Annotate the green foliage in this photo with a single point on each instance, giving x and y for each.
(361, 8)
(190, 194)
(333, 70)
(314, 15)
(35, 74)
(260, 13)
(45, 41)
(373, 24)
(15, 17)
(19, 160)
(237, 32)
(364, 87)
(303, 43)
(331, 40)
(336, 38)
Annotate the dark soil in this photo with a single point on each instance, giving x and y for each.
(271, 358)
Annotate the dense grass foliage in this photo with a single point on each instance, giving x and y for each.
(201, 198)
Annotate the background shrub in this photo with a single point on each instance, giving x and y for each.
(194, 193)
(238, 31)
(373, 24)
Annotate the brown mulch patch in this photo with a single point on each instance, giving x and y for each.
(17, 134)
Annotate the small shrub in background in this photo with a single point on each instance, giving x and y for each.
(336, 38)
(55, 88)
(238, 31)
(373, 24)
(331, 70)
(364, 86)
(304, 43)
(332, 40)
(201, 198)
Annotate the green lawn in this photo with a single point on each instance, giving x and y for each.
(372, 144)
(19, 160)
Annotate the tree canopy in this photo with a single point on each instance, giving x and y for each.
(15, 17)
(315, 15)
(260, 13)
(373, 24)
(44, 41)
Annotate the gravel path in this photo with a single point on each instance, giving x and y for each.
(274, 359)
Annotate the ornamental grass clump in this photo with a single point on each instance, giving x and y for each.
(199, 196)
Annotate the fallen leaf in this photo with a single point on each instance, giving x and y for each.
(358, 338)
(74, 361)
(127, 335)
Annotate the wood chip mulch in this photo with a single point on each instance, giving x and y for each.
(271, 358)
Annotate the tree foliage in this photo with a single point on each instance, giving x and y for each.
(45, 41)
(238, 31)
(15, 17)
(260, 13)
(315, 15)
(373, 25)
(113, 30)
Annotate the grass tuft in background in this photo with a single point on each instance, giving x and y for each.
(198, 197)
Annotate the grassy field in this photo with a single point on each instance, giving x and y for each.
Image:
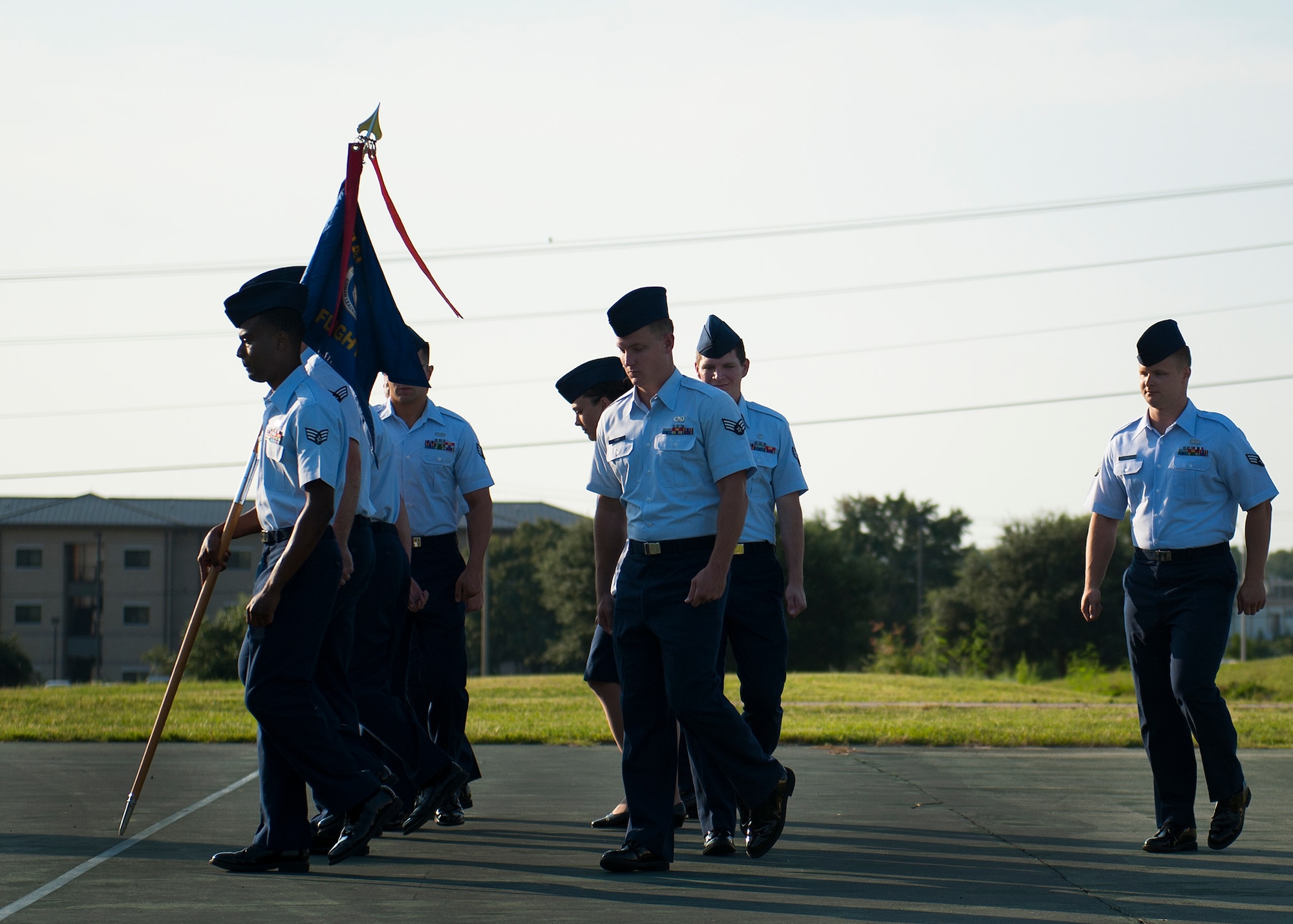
(820, 709)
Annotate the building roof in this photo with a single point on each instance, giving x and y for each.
(92, 510)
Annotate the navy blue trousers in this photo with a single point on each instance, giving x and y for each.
(297, 743)
(1179, 621)
(379, 623)
(435, 649)
(756, 625)
(667, 652)
(333, 674)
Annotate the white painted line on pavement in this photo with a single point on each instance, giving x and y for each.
(32, 897)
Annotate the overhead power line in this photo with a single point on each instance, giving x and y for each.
(513, 383)
(572, 443)
(664, 240)
(690, 303)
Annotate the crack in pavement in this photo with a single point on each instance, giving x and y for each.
(935, 800)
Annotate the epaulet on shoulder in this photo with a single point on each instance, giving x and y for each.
(1219, 418)
(1127, 427)
(766, 409)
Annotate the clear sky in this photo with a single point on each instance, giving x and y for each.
(188, 134)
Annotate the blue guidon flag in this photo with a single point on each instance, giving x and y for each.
(364, 334)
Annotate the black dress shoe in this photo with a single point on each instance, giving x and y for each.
(1172, 837)
(439, 791)
(451, 814)
(718, 844)
(769, 821)
(363, 824)
(259, 859)
(324, 832)
(1229, 819)
(616, 819)
(633, 857)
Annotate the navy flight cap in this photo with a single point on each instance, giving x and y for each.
(276, 289)
(1159, 342)
(637, 310)
(717, 338)
(586, 376)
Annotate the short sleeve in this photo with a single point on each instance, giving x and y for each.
(727, 448)
(1245, 471)
(602, 479)
(320, 442)
(470, 467)
(788, 478)
(1109, 496)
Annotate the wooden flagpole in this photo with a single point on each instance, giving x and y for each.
(191, 636)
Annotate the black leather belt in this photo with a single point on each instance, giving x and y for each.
(431, 541)
(672, 546)
(1184, 554)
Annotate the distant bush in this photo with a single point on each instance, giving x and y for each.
(15, 664)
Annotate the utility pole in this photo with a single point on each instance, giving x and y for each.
(486, 619)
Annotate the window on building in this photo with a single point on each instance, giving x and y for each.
(29, 558)
(136, 614)
(139, 559)
(27, 612)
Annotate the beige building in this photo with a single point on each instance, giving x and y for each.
(89, 584)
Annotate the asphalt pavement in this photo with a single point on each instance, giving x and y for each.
(875, 835)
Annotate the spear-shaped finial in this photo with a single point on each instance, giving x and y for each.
(369, 129)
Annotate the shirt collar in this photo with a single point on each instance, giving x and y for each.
(1189, 420)
(668, 392)
(283, 396)
(430, 413)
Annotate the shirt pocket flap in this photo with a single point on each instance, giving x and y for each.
(676, 442)
(617, 451)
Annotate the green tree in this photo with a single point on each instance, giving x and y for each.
(15, 665)
(520, 625)
(568, 579)
(1018, 603)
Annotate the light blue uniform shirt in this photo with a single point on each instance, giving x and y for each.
(302, 440)
(1184, 487)
(663, 462)
(776, 474)
(439, 461)
(319, 369)
(385, 487)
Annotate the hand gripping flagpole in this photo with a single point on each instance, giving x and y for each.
(191, 636)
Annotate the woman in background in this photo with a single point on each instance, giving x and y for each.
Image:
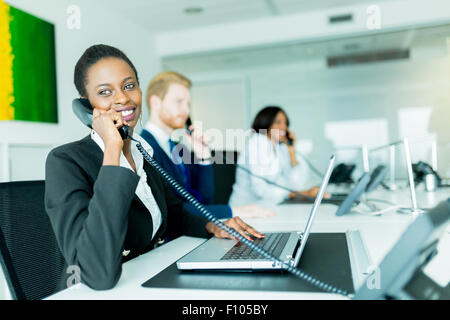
(269, 153)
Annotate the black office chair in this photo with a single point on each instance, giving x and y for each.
(224, 175)
(29, 254)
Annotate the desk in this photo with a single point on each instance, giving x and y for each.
(378, 232)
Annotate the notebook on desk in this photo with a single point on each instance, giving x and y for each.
(226, 254)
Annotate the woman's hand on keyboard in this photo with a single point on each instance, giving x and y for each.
(237, 224)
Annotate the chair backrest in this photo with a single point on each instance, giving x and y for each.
(30, 256)
(224, 175)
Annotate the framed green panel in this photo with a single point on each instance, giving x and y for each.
(34, 68)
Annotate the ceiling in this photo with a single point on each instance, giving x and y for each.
(168, 15)
(304, 51)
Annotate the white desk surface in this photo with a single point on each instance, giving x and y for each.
(379, 234)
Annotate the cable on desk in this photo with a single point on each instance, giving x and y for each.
(186, 195)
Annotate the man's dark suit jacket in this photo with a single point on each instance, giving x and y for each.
(201, 179)
(96, 215)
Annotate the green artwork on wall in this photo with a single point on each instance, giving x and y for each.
(28, 67)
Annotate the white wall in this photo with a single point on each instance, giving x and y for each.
(373, 104)
(307, 26)
(97, 26)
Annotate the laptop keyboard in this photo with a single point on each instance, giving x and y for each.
(273, 243)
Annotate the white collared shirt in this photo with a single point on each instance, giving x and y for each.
(161, 137)
(272, 162)
(143, 190)
(163, 140)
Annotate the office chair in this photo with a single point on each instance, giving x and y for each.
(29, 254)
(224, 175)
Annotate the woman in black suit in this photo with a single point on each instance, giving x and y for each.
(105, 203)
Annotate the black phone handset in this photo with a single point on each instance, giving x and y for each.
(290, 141)
(193, 201)
(83, 110)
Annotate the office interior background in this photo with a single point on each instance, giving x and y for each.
(347, 72)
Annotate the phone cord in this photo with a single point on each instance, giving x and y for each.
(182, 192)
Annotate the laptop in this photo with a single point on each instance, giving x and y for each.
(227, 254)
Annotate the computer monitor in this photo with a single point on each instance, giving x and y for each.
(354, 195)
(400, 275)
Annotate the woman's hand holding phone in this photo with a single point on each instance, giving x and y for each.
(105, 124)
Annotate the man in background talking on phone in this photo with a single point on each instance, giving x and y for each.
(168, 98)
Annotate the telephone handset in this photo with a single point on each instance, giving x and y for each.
(290, 141)
(83, 110)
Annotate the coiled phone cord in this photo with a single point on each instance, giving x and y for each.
(182, 192)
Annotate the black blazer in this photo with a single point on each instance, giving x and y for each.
(96, 215)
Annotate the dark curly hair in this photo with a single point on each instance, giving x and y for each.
(265, 118)
(90, 57)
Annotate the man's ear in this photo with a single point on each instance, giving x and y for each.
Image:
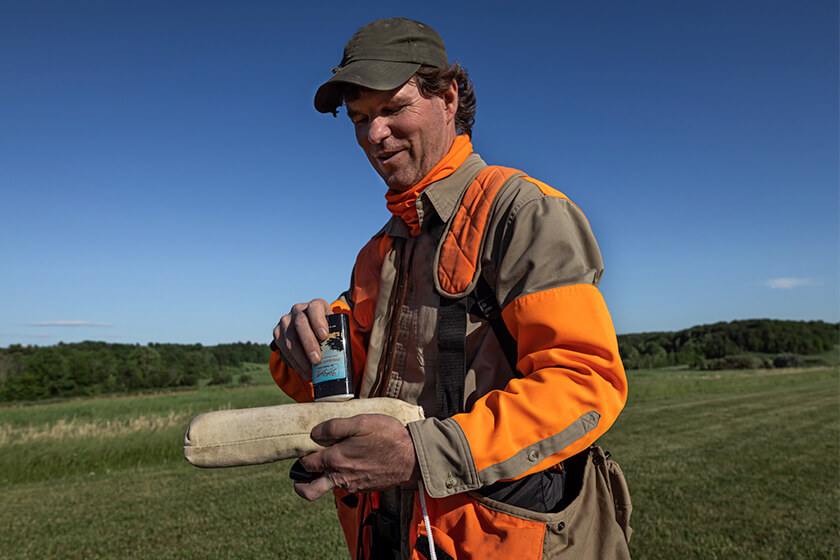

### What to work on
One exact copy of the data is required, and it should hold no pictures.

### Exercise output
Annotate the green foliage in this photo with a single point on each instance, giving x and y for each.
(361, 8)
(190, 194)
(333, 70)
(314, 15)
(35, 74)
(260, 13)
(45, 41)
(373, 24)
(15, 17)
(19, 160)
(237, 32)
(364, 87)
(303, 43)
(331, 40)
(336, 38)
Annotate the dark soil in this photo with a single point on each instance, giving x and y for each.
(271, 358)
Annotate the dense grass foliage in this photo with a single point on each instance, giving x and y for each.
(201, 198)
Annotate the background shrub in this photo with a single point on each instance, giving x and y for each.
(194, 193)
(238, 31)
(373, 24)
Annotate the brown mulch patch in this photo with a single point on each instance, giving x and y for each.
(17, 134)
Annotate the small shrub in background in this photo with a single point on each instance, giving x and y for each.
(336, 38)
(55, 88)
(238, 31)
(373, 24)
(331, 70)
(364, 86)
(304, 43)
(332, 40)
(201, 198)
Annotate the green lawn in this photo with a single point on each instance, giving x and y for each.
(372, 144)
(19, 160)
Annotate the tree canopy in this photo with a single point on each instance, giving x and y for each.
(15, 17)
(315, 15)
(260, 13)
(373, 24)
(44, 41)
Annotate the gravel path in this photo with a single point on each instance, giving x and y for each.
(274, 359)
Annotate the ornamental grass clump in this photo with a single point on each instance, giving x and y for each.
(199, 196)
Annotate the fallen leaf in this photo with a single point on each instance, giving x and y for each.
(358, 338)
(74, 361)
(127, 335)
Annotate the wood chip mulch in this photo with a single point on each instance, giving x and y for each.
(271, 358)
Annotate the tree foliage in this photo with a single point on each instance, giving x and y for each.
(45, 41)
(238, 31)
(15, 17)
(260, 13)
(315, 15)
(373, 25)
(113, 30)
Annotate the grass tuft in background in this photo with a single point on each instance, giving x and y for each.
(198, 197)
Annotate the grassy field in this photo with a single point on each instance, giving x and y for each.
Image:
(820, 709)
Annotate the building roof in this photo with a single point on each instance, giving x and y for each.
(92, 510)
Annotate the navy blue trousers in this photo with a single point on each instance, giving x and y for each.
(297, 743)
(1179, 621)
(379, 623)
(435, 649)
(756, 625)
(667, 652)
(333, 674)
Annotate the white painted line on pavement in this photo with a single point on each instance, giving x and y for each.
(32, 897)
Annotate the overhead power line in this photo with a single point on each instance, giving x and y for each.
(513, 383)
(572, 443)
(664, 240)
(690, 303)
Annotate the crack in pavement in this photo with a single point on each instance, giving x and y for each.
(935, 800)
Annotate the epaulet on shoulder in this photo with a single point on each instance, giving x and y for each.
(1219, 418)
(1127, 427)
(766, 409)
Annotate the clear sky in this photo with a single point on each instance, giving x and y for each.
(188, 134)
Annotate the blue guidon flag in this photo with a single point on each instance, giving x and y for each.
(364, 334)
Annotate the black dress shoe in this photo with a single point on each instance, giving x and y for each.
(1172, 837)
(439, 791)
(451, 814)
(718, 844)
(769, 821)
(363, 824)
(259, 859)
(324, 832)
(1229, 819)
(616, 819)
(633, 857)
Annotate the navy flight cap in this photo with a single point on each instance, giving x and y for each.
(276, 289)
(1159, 342)
(637, 310)
(717, 338)
(586, 376)
Annotate the short sleeve in this photo with a single point on each instance, giving x and y for each.
(727, 448)
(1245, 471)
(602, 479)
(320, 442)
(470, 467)
(788, 478)
(1109, 496)
Annotate the wooden flagpole in this photo with a single point on each instance, giving x and y for each.
(191, 636)
Annotate the black leather belt in this photo with a single point on each instance, giving x and y for each.
(431, 541)
(672, 546)
(1184, 554)
Annotate the distant bush in this photo with a single point on each instance, giving x and y for each.
(15, 664)
Annotate the utility pole in this photo with a single point on each instance, giving x and y for each.
(486, 619)
Annotate the window on building in this photo with a single point on each instance, giving x and y for each.
(29, 558)
(136, 614)
(139, 559)
(27, 612)
Annotate the beige building in this photo with a single point on each instance, giving x and y for each.
(89, 584)
Annotate the asphalt pavement in this photo with a single point on each instance, giving x and y for each.
(875, 835)
Annotate the spear-shaped finial in this photo with a single point on each instance, giving x and y for each.
(369, 129)
Annotate the shirt collar in this photo with a single point on each instance, giving x and y for each.
(1189, 420)
(668, 392)
(283, 396)
(430, 413)
Annotate the shirt pocket flap in this photo with a single point on each instance, giving x and y for each.
(676, 442)
(617, 451)
Annotate the green tree in this photo with a single point on each instance, giving x and y for each.
(15, 665)
(520, 625)
(568, 579)
(1018, 603)
Annotate the light blue uniform shirt in this photo with a single point on each instance, giving x and y for each.
(302, 440)
(1184, 487)
(663, 462)
(776, 474)
(439, 461)
(319, 369)
(385, 487)
Annotate the hand gripping flagpole in this photo with a single point on each instance, giving x and y for each.
(191, 636)
Annotate the woman in background in this photo with a single point on each instance, giving x and y for each.
Image:
(269, 153)
Annotate the black office chair in this photo with a single point on each instance, giving x and y for each.
(224, 175)
(29, 254)
Annotate the desk in this photo with a single point on each instance, giving x and y for each.
(378, 232)
Annotate the notebook on desk in this photo with a single point on each instance, giving x and y for each.
(226, 254)
Annotate the woman's hand on keyboard in this photo with a single point on each instance, giving x and y for each.
(237, 224)
Annotate the chair backrest in this photo with a single point on each instance, giving x and y for each.
(30, 256)
(224, 175)
Annotate the framed green panel in this photo with a single point on each instance, giving x and y for each.
(34, 68)
Annotate the ceiling in this photo with a single point on each instance, giving x and y for each.
(168, 15)
(304, 51)
Annotate the white desk surface in this photo with a single point on each instance, giving x and y for each.
(379, 234)
Annotate the cable on desk in this photo with a single point on each instance, giving x and y for each.
(186, 195)
Annotate the man's dark suit jacket in this photo with a single point on each instance, giving x and y for each.
(201, 179)
(96, 215)
Annotate the green artwork on wall in this photo with a single point on each instance, giving x and y for each.
(28, 67)
Annotate the white wall in this photo with a single point on each instance, giving x and y for each.
(373, 104)
(307, 26)
(97, 26)
Annotate the laptop keyboard in this photo with a single point on each instance, giving x and y for each.
(273, 243)
Annotate the white collared shirt in this photo with a single point on each instance, giving x and y for each.
(161, 137)
(272, 162)
(143, 190)
(163, 140)
Annotate the office chair in this photo with a single point on each instance, giving x and y for each.
(29, 254)
(224, 175)
Annotate the woman in black suit in this photo with a single point on each instance, giving x and y for each.
(105, 203)
Annotate the black phone handset in this photo with a single point on each instance, giving x and y for each.
(290, 141)
(193, 201)
(83, 110)
Annotate the office interior background in this photo with a single point on each instance, giving x and y for each.
(347, 72)
Annotate the phone cord in this photo with a single point on each instance, giving x and y for each.
(182, 192)
Annotate the laptop in this photo with a single point on each instance, giving x and y for each.
(227, 254)
Annotate the computer monitor in this photo with a single point on each instance, giving x and y for each.
(354, 195)
(400, 275)
Annotate the woman's hand holding phone in this photo with a single point on each instance, giving x and y for each.
(105, 124)
Annotate the man in background talking on phone in this photo with a single point on each instance, giving x and y for each.
(168, 98)
Annotate the telephone handset in this photo with a single point on each instance, giving x and y for each.
(290, 141)
(83, 110)
Annotate the coiled phone cord in this photo with a single point on each instance, giving x and y for each.
(182, 192)
Annotate the black blazer in this photo with a single point on each instance, giving x and y for each.
(96, 215)
Annotate the dark curly hair in this photo with a single point on each instance, giving x and y for each.
(265, 118)
(90, 57)
Annotate the man's ear in this photo with a single point on each instance, giving x and y for each.
Image:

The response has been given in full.